→ **What this task involves**
List every Bible reference in the text about Jesus calling Mary "woman" that gives both a book name and a chapter and verse, in the order they appear.

→ **Document text**
______

“And Jesus said to her, ‘O woman, what have you to do with me? My hour has not yet come’ ” (John 2:4).
Sometimes Jesus says something that seems very odd. This is one of those times.
Why would he talk to his mother that way?
Well, there are many possible reasons. But the main reason, I believe, is that he wanted to echo other biblical uses of the title “woman” — one from the past and one from the near future.
For in just a few years Jesus would again address Mary as “woman.” When he hung dying on the cross, he called her “woman” as he gave her as mother to his beloved disciple, John (John 19:26).
But his use of the word also echoes the first book of the Bible. There, “woman” is the name Adam gives to Eve (Genesis 2:23). Jesus, then, is addressing Mary as Eve to the New Adam — which heightens the significance of the wedding feast they’re attending, whose historical bride and groom are never named.
“Woman” redefines not only Mary’s relationship with Jesus, but also with all believers. When Jesus gave her over to his “beloved disciple,” in effect he gave her to all his beloved disciples of all time. Like Eve, whom Genesis (3:20) calls “mother of all living,” Mary is mother to all who have new life in baptism.
At Cana, then, the New Eve radically reversed the fatal decision of the first Eve. It was “woman” who led the old Adam to his first evil act in the garden. It was “woman” who led the New Adam to his first public miracle.
The figure of Eve reappears still later in the New Testament, in the Book of Revelation, which is also attributed to John. There, in chapter 12, we encounter “a woman clothed with the sun,” who confronts “the ancient serpent, who is called the devil.” These images hark back to Genesis, where Eve faced the demonic serpent in the Garden of Eden, and where God cursed the serpent, promising to “put enmity” between him and “the woman … and her seed” (Genesis 3:15). Yet the images of Revelation also evoke the New Eve — who gave birth to a “male child” (v. 5) who would “rule all the nations.” That child could only be Jesus; and so the “woman” in Revelation could only be Jesus’ mother.

______

→ **Information provided**

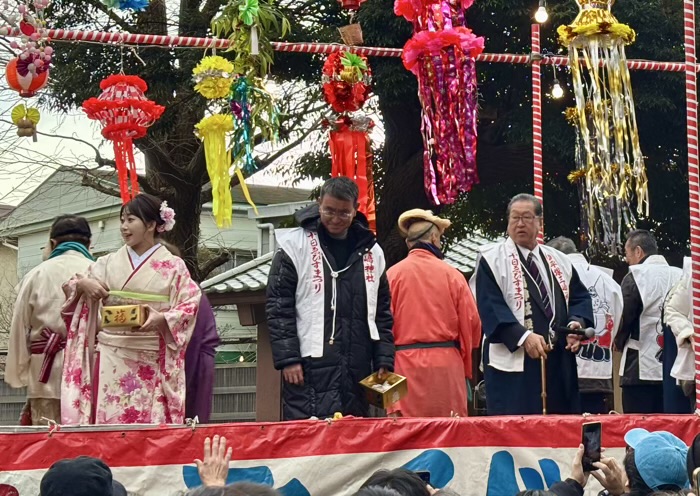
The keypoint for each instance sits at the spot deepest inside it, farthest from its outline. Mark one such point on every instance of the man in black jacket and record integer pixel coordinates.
(328, 307)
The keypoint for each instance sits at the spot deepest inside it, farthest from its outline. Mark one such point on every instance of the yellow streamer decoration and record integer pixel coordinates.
(212, 131)
(20, 112)
(610, 168)
(213, 77)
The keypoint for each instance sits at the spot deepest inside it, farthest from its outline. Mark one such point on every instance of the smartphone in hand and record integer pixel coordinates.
(591, 434)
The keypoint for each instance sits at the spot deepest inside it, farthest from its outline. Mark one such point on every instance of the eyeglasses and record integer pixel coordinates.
(328, 213)
(527, 219)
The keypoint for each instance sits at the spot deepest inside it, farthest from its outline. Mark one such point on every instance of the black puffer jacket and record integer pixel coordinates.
(331, 383)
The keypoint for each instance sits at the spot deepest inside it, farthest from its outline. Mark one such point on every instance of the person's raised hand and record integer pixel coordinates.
(213, 471)
(535, 346)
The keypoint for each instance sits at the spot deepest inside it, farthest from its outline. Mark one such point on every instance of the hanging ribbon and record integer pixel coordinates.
(351, 155)
(609, 162)
(244, 188)
(212, 131)
(442, 55)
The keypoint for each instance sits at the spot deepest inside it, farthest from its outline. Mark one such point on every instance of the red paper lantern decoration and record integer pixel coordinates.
(346, 80)
(343, 89)
(351, 156)
(125, 113)
(20, 79)
(351, 4)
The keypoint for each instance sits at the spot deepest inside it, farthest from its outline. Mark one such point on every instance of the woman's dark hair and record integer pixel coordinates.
(404, 481)
(144, 206)
(67, 228)
(237, 489)
(377, 491)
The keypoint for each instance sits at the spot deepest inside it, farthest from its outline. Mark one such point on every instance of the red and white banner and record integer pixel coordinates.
(493, 456)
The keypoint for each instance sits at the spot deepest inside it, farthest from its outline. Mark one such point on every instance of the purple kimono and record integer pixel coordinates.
(199, 364)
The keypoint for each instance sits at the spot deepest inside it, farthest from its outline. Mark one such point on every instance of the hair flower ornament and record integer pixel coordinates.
(168, 216)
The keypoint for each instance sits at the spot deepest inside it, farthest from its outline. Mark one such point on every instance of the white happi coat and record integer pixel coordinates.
(654, 279)
(504, 261)
(678, 316)
(304, 249)
(606, 296)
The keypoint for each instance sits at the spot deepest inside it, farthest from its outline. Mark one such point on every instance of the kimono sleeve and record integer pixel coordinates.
(497, 319)
(184, 303)
(580, 303)
(18, 356)
(469, 322)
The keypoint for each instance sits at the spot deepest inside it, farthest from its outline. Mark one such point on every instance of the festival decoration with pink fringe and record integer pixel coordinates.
(442, 55)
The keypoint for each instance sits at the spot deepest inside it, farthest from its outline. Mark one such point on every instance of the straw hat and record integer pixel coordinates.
(417, 214)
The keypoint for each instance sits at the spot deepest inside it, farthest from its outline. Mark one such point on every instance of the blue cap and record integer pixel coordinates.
(660, 458)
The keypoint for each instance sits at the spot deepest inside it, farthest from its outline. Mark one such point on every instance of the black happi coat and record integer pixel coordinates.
(331, 383)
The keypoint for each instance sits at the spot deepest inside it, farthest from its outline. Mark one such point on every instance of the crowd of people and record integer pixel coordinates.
(335, 316)
(541, 314)
(655, 464)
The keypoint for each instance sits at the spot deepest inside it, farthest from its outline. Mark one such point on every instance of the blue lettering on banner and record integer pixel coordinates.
(437, 462)
(503, 482)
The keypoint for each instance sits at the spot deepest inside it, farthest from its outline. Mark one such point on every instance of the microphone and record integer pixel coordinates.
(587, 333)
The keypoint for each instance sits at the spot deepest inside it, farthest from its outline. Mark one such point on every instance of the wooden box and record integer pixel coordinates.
(124, 316)
(383, 399)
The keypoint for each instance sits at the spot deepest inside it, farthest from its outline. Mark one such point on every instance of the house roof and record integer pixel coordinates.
(5, 210)
(63, 192)
(252, 276)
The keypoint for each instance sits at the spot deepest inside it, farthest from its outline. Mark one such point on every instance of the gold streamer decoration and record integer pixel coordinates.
(610, 168)
(212, 131)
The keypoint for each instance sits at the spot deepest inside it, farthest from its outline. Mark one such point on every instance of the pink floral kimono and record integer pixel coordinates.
(130, 376)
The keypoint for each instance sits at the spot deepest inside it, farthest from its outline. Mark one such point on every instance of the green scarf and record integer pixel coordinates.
(71, 246)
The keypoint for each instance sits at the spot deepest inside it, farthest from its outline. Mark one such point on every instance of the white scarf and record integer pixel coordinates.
(504, 261)
(304, 249)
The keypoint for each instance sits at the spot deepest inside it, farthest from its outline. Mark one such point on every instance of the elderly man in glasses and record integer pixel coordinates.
(527, 295)
(328, 307)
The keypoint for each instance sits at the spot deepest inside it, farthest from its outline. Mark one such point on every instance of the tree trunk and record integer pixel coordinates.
(187, 205)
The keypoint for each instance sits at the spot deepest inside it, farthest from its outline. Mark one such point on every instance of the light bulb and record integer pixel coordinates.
(557, 90)
(541, 15)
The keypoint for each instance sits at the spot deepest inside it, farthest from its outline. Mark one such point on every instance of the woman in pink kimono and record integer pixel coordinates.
(134, 374)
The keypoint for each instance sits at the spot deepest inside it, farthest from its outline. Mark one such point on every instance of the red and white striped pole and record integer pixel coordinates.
(693, 176)
(537, 119)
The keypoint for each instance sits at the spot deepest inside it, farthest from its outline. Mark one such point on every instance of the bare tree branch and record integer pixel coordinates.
(221, 258)
(99, 185)
(99, 159)
(112, 16)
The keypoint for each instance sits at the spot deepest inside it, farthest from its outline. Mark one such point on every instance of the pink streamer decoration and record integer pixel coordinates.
(442, 55)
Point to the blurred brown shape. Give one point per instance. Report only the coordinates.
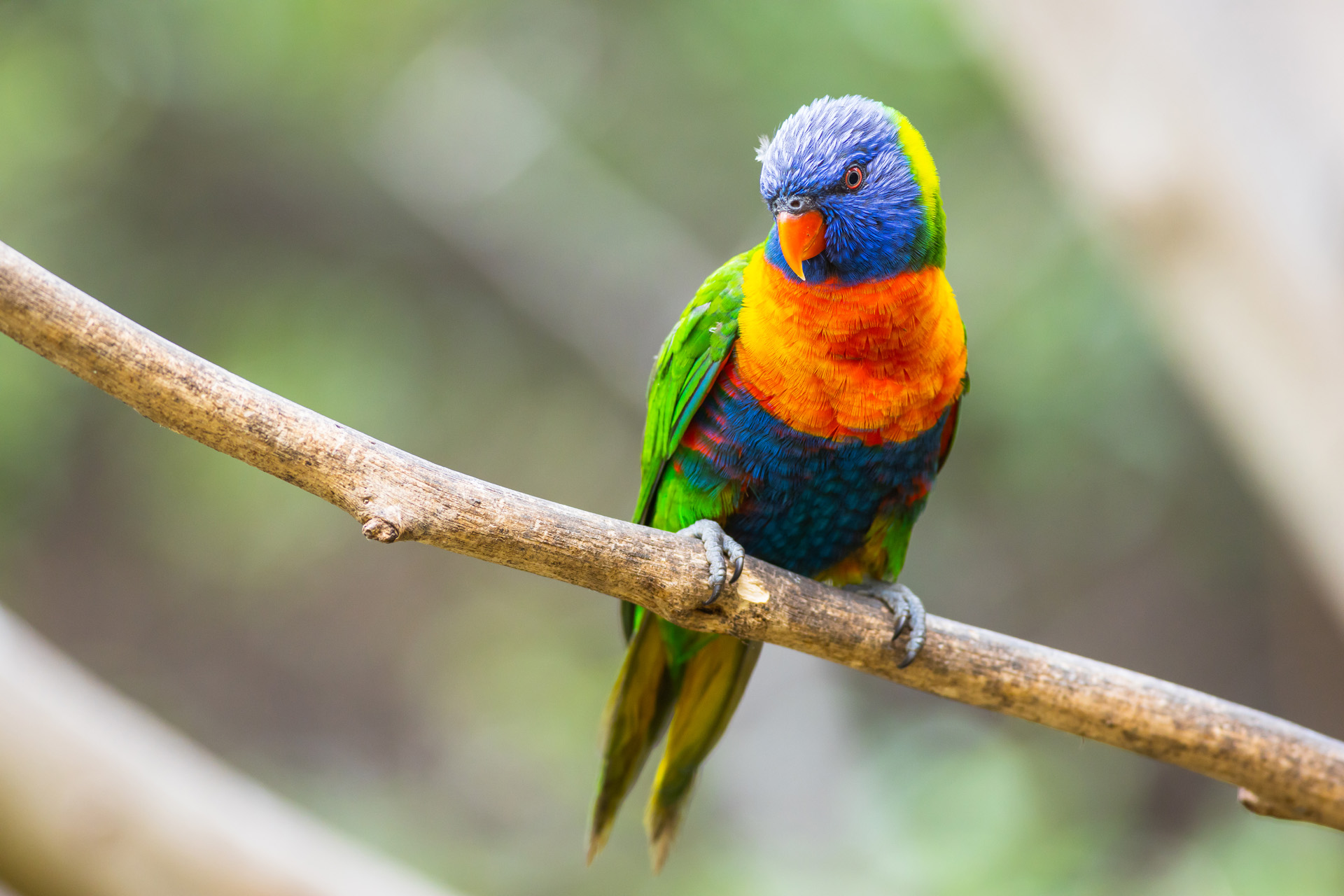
(1209, 148)
(100, 798)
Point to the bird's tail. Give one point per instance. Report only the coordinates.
(696, 680)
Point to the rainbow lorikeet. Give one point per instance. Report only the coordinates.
(799, 412)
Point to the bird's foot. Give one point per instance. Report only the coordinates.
(905, 606)
(718, 545)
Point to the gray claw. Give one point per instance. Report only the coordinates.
(909, 614)
(717, 545)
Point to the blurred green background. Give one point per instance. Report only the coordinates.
(461, 227)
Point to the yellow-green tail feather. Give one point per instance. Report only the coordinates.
(711, 687)
(636, 713)
(695, 685)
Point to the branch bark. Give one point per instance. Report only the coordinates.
(1285, 770)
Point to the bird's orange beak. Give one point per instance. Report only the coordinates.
(802, 237)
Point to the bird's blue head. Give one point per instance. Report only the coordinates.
(854, 194)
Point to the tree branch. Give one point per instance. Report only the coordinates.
(1287, 771)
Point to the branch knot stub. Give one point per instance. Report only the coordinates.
(381, 530)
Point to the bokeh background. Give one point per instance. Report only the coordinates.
(463, 227)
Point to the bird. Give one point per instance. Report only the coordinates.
(799, 412)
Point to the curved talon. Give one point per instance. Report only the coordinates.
(917, 630)
(909, 614)
(717, 545)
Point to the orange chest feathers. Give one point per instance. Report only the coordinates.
(876, 362)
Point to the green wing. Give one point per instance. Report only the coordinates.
(685, 371)
(682, 377)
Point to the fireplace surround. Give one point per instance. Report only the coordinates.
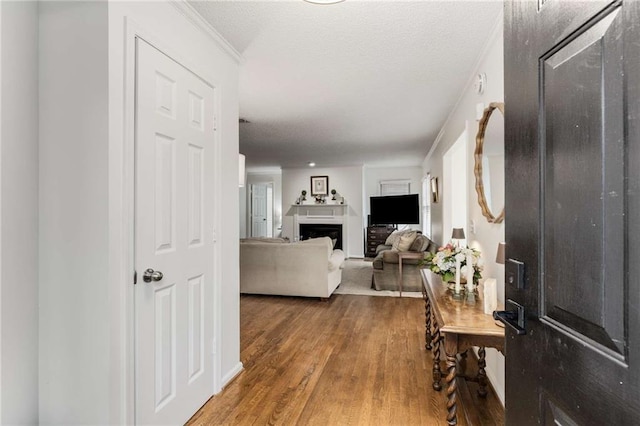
(317, 230)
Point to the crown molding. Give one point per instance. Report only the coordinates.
(200, 23)
(495, 32)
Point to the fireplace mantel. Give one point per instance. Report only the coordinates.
(330, 214)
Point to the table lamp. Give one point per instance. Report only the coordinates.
(457, 235)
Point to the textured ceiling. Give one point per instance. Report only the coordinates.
(358, 82)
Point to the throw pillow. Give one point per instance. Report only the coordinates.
(395, 236)
(420, 243)
(392, 238)
(405, 241)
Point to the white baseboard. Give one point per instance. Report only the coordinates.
(232, 374)
(499, 389)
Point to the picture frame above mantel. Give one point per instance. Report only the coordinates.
(319, 185)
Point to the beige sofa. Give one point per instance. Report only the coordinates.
(310, 268)
(385, 265)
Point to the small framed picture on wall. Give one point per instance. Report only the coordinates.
(319, 185)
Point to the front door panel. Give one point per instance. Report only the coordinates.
(572, 85)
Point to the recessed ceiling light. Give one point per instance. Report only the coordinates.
(324, 1)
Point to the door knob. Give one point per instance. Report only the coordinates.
(513, 318)
(151, 275)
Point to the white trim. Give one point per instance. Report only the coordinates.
(232, 374)
(1, 196)
(497, 28)
(203, 25)
(499, 390)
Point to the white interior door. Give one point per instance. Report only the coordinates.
(174, 221)
(258, 210)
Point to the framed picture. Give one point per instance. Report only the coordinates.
(319, 185)
(435, 196)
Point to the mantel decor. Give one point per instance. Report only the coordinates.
(319, 185)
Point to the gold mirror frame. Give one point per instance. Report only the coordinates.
(482, 127)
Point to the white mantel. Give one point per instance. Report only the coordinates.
(331, 214)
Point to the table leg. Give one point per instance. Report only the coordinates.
(436, 340)
(400, 274)
(452, 389)
(427, 323)
(482, 374)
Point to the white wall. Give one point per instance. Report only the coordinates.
(373, 176)
(347, 181)
(86, 187)
(19, 213)
(486, 236)
(245, 201)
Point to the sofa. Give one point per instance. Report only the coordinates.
(310, 268)
(385, 264)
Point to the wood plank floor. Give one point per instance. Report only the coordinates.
(351, 360)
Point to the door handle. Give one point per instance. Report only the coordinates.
(514, 318)
(151, 275)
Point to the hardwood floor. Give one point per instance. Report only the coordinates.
(351, 360)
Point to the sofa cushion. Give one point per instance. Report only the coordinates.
(264, 240)
(391, 257)
(404, 242)
(381, 248)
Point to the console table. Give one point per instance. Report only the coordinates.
(460, 323)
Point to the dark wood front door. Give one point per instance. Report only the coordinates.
(572, 130)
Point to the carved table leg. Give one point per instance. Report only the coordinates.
(451, 350)
(482, 374)
(427, 323)
(452, 387)
(436, 339)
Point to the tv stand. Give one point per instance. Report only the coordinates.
(376, 235)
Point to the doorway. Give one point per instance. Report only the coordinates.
(174, 254)
(454, 183)
(262, 210)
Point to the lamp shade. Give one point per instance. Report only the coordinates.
(242, 176)
(457, 234)
(500, 255)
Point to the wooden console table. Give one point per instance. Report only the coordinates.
(461, 323)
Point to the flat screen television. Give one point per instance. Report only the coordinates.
(395, 209)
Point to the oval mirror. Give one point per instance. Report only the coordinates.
(489, 163)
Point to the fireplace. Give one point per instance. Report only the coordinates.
(317, 230)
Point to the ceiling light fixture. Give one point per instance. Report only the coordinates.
(324, 1)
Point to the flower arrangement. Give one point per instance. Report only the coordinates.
(443, 262)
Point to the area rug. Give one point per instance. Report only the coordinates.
(356, 279)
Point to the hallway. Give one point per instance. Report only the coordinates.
(349, 360)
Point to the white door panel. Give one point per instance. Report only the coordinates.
(259, 210)
(174, 235)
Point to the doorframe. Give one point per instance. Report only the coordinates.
(122, 238)
(269, 211)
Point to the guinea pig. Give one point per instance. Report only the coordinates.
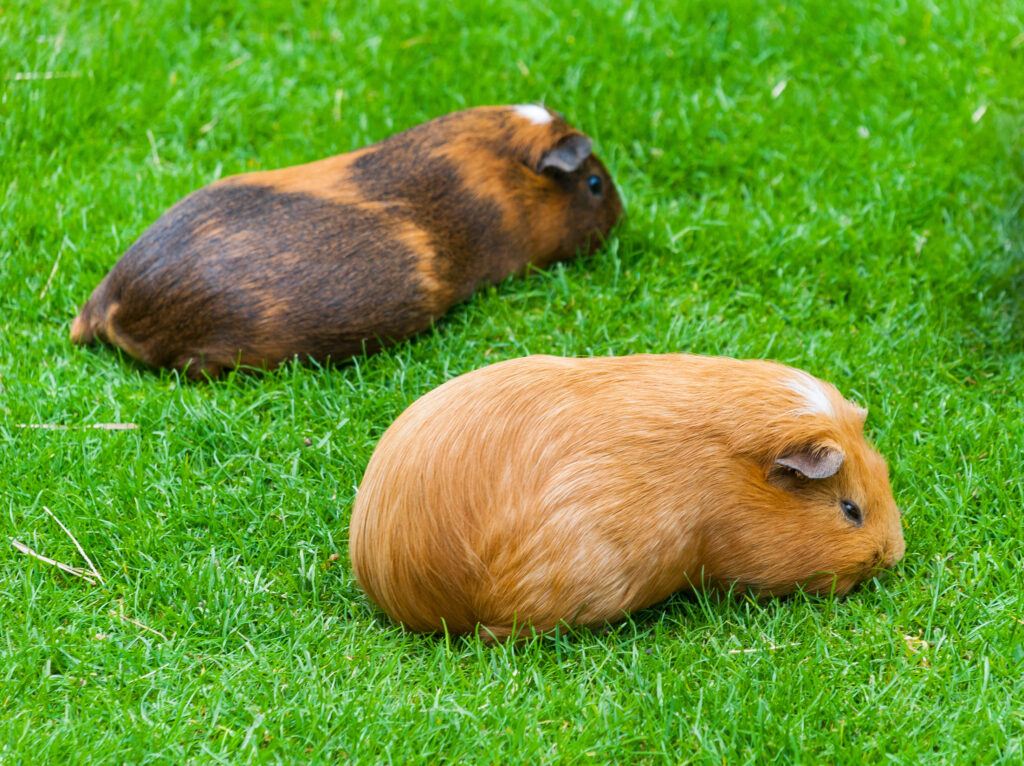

______

→ **The completed task**
John 2:4
John 19:26
Genesis 2:23
Genesis 3:20
Genesis 3:15